## PASSAGE SHOWN
ATX inhibitors decrease steatosis in hepatocytes, and migration and expression of inflammation‐related genes in macrophages

Representative images (scale = 10 μm) and quantification of HepG2 cells stained with oil‐red‐O after 48 h of incubation with or without 200 μM palmitate with or without 1 μM of PF8380 or Cpd17. Bars represent the mean + SEM, n = 3. Statistical analysis was performed by one‐way analysis of variance (ANOVA) with Dunnett's multiple comparison test. ## P < 0.01 denotes significance versus control (non‐palmitate) and *P < 0.05 denotes significance versus vehicle (palmitate); ns = nonsignificant.

Representative images (at 0 h and 24 h) (scale = 50 μm) and quantitative analysis (after 24 h) of migration by control (M0) and LPS‐ and IFNγ‐induced M1 RAW264.7 macrophages treated with medium alone, PF8380 (1 μM) or Cpd17 (1 μM). Bars represent the mean + SEM, n = 4. Statistical analysis was performed by one‐way analysis of variance (ANOVA) with Bonferroni post hoc test. # P < 0.05 denotes significance versus M0 (nonstimulated macrophages) and *P < 0.05 denotes significance versus vehicle (LPS‐ and IFNγ‐induced M1 macrophages); ns = nonsignificant.

Relative gene expression (normalized with GAPDH) for CCL2 and iNOS in control (M0) and LPS‐ and IFNγ‐induced M1 RAW 264.7 macrophages treated with medium alone, PF8380 (1 μM) or Cpd17 (1 μM). Bars represent the mean + SEM, n = 4. Statistical analysis was performed by one‐way analysis of variance (ANOVA) with Bonferroni post hoc test. #### P < 0.0001 denotes significance versus M0 (nonstimulated macrophages) and *P < 0.05, **P < 0.01 denotes significance versus vehicle (LPS‐ and IFNγ‐induced M1 macrophages); ns = nonsignificant.

Point localization data
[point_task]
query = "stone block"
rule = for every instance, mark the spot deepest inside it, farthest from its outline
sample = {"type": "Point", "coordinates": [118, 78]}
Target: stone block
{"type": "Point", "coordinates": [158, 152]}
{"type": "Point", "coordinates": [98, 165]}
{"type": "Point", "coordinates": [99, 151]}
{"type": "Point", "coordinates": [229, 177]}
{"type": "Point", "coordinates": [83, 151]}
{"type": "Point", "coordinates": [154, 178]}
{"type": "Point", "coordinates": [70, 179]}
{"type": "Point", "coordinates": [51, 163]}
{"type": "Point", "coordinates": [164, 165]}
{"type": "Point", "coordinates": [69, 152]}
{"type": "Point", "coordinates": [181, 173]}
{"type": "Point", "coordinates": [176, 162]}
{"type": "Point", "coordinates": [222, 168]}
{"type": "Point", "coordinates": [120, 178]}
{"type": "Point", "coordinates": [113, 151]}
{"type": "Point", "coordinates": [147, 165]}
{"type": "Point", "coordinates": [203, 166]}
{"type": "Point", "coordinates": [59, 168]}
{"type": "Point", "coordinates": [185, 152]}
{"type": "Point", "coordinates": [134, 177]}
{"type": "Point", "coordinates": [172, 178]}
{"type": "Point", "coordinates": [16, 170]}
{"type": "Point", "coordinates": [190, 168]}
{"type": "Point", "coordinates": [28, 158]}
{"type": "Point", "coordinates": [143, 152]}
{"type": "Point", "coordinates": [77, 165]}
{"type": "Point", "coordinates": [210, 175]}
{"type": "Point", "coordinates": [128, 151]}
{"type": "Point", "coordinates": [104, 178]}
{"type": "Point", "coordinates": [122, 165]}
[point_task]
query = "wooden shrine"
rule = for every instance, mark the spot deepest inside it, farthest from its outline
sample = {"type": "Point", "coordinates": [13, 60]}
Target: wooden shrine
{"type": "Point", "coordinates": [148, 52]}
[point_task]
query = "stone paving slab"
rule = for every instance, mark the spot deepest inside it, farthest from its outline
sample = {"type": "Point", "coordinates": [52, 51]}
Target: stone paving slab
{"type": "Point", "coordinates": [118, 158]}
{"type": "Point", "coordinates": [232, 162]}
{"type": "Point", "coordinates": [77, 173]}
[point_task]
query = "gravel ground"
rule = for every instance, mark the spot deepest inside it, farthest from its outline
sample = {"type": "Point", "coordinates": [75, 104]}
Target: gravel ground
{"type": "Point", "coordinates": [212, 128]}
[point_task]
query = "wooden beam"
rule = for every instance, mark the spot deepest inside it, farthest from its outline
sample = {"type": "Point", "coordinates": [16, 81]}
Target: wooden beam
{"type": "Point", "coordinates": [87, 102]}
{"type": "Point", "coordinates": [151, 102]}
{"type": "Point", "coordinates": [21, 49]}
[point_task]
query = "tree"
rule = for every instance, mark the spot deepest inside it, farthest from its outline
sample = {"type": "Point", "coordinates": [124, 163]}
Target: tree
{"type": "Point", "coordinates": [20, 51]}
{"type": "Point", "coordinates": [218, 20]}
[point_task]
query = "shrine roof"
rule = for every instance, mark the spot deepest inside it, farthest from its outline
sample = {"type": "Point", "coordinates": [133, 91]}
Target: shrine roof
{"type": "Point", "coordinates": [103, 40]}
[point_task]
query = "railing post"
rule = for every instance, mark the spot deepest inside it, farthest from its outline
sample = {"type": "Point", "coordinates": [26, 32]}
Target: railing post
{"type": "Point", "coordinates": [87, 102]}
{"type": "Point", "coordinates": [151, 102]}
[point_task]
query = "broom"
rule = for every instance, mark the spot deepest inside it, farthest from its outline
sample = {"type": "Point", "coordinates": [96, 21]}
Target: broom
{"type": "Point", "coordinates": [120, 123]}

## GOAL OF THE EXERCISE
Reproduce word for word the part of the ATX inhibitor figure legend above that opens with the words "ATX inhibitors decrease" and closes with "vehicle (palmitate); ns = nonsignificant.".

## EXERCISE RESULT
ATX inhibitors decrease steatosis in hepatocytes, and migration and expression of inflammation‐related genes in macrophages

Representative images (scale = 10 μm) and quantification of HepG2 cells stained with oil‐red‐O after 48 h of incubation with or without 200 μM palmitate with or without 1 μM of PF8380 or Cpd17. Bars represent the mean + SEM, n = 3. Statistical analysis was performed by one‐way analysis of variance (ANOVA) with Dunnett's multiple comparison test. ## P < 0.01 denotes significance versus control (non‐palmitate) and *P < 0.05 denotes significance versus vehicle (palmitate); ns = nonsignificant.